--- TASK TO CARRY OUT ---
Only the pictures stay out; every record is to be quoted exactly.

--- INFORMATION SUPPLIED ---

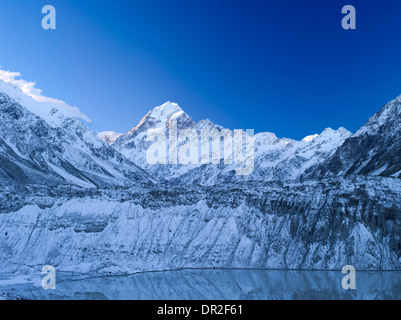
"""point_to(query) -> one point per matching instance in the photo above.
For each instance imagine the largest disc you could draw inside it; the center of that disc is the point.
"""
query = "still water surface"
(221, 284)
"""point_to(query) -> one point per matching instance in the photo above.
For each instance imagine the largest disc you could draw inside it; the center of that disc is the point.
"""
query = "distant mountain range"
(92, 203)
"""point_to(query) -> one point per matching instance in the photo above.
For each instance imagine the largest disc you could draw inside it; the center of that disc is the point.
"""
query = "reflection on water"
(219, 284)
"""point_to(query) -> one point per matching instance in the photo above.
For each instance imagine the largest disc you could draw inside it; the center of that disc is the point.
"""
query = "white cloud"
(29, 89)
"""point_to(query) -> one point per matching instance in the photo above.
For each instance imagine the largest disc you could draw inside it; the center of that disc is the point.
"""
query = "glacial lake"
(215, 284)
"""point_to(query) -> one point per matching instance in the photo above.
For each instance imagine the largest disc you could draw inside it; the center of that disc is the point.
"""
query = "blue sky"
(270, 65)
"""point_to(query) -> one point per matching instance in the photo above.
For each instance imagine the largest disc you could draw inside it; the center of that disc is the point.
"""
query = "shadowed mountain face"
(375, 149)
(32, 151)
(73, 201)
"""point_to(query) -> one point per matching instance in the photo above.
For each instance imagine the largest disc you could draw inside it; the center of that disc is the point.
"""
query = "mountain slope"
(56, 148)
(375, 149)
(274, 159)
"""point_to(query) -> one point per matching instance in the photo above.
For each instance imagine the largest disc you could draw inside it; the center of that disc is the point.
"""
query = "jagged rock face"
(323, 225)
(375, 149)
(35, 152)
(205, 216)
(275, 159)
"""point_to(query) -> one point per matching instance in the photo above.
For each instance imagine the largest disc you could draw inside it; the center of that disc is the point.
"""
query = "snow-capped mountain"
(42, 145)
(375, 149)
(275, 158)
(70, 200)
(109, 136)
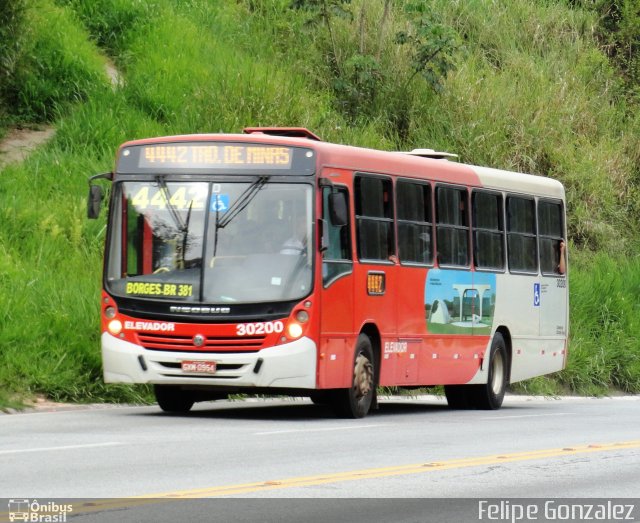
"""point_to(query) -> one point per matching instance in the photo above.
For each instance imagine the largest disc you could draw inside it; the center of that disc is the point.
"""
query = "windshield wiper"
(241, 203)
(238, 206)
(183, 227)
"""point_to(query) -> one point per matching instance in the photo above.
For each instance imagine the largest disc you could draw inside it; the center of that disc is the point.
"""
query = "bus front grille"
(213, 344)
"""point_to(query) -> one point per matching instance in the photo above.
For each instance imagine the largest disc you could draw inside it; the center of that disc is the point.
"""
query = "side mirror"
(338, 213)
(324, 236)
(94, 202)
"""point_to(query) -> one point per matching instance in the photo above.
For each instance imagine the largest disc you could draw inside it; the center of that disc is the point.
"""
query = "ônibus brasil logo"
(40, 512)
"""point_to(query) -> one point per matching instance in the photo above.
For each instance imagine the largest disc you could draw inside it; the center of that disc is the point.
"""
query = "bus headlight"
(294, 330)
(302, 316)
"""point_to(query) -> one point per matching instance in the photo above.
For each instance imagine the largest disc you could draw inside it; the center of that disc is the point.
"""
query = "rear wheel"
(487, 396)
(173, 399)
(356, 401)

--- EXERCISE OUTPUT ---
"""point_to(query) -> one point per matching instance in the photo above.
For each instance imagine the largest disc you could draw inside it; the center of that disc is the point.
"""
query = "still water surface"
(221, 284)
"""point_to(query) -> one point per matching instance in the photo above.
For each instance imagine the largest disc you could draw inside it; the center of that disc is the point.
"""
query = "distant mountain range"
(92, 203)
"""point_to(query) -> one point per matching instance in the photo above.
For each instance imagine the largest disc you could draw inside it; the center of that disc is the point.
"""
query = "reflection on water"
(219, 284)
"""point_to(query) -> one point per matching instance in the photo above.
For each instance imagine the largest disc you could draw inside it; the center of that disc is the point.
"""
query = "white cloud"
(29, 89)
"""point_to(query) -> one point per matching instance in the photo above.
For each instance imagine the largest disc you could draw inside it; the center of that disc is the point.
"""
query = "glacial lake"
(215, 284)
"""point_to(query) -> one point per matching instance in the photo above.
For each instance imagine the largest disc you could draw inside it; the center of that disc is the point.
"""
query = "blue sky"
(270, 65)
"""point_to(query) -> one point per matching instance in the photo above.
For each instance imagine the largest disc you could draw inside it; the center of that disc is the point.
"""
query = "shadowed mountain face"
(375, 149)
(32, 151)
(73, 201)
"""point_to(query) -> one point per matching instance in the photo above.
For each instance imagine the largest disc you could draw inside it; the center of that disc is the point.
"""
query = "mountain slope"
(56, 148)
(375, 149)
(274, 159)
"""point_to(query) -> one point per matching instance in the photo above.
For each instance imagine the largest disc you could draw inside it; the center of that disc is the point.
"""
query = "jagged rock face"
(323, 225)
(375, 149)
(35, 152)
(205, 216)
(275, 159)
"""point_to(query) -> one point per matching instance in the photo above.
For each instance imagine the largest disc you could draw inside it; the center of that disc is the point.
"""
query = "snow-capped mountain"
(42, 145)
(375, 149)
(275, 158)
(70, 200)
(109, 136)
"""point_to(query) -> one point per matching instance in the photo above.
For each instance imagine the largest disc you could draw inside it; the center of that disc is the point.
"""
query = "windshield wiper"
(241, 203)
(238, 206)
(183, 227)
"""point_to(query) -> one point per matching instance in the photo above.
For each instance imagine the largest disc you could draw inside it; the center of that disc is the point.
"""
query = "bus front grille"
(213, 344)
"""point_to(query) -> one point per matching instance in the photo above.
For each instance imagine the largest disc you could draw inside it; the center of that disc is the point.
"""
query = "side mirror"
(338, 213)
(324, 236)
(94, 202)
"""point_to(query) -> one point per matching instance in the photo above.
For each instance imagine the largest disc you could draw inside it; the center of that disc is the point.
"""
query = "ônibus brasil logo"
(40, 512)
"""point_to(query) -> one point per matching instance in the photo above.
For each instance imagine the largest disc you could draw inside it; the center of that disc is the point.
"""
query = "bus headlight"
(294, 330)
(302, 316)
"""point_to(query) -> one point per matching instance in the photo above.
For each instance imagine the largest disc you could draw inside it; the center of that disc is the point.
"""
query = "rear wheel"
(487, 396)
(173, 399)
(356, 401)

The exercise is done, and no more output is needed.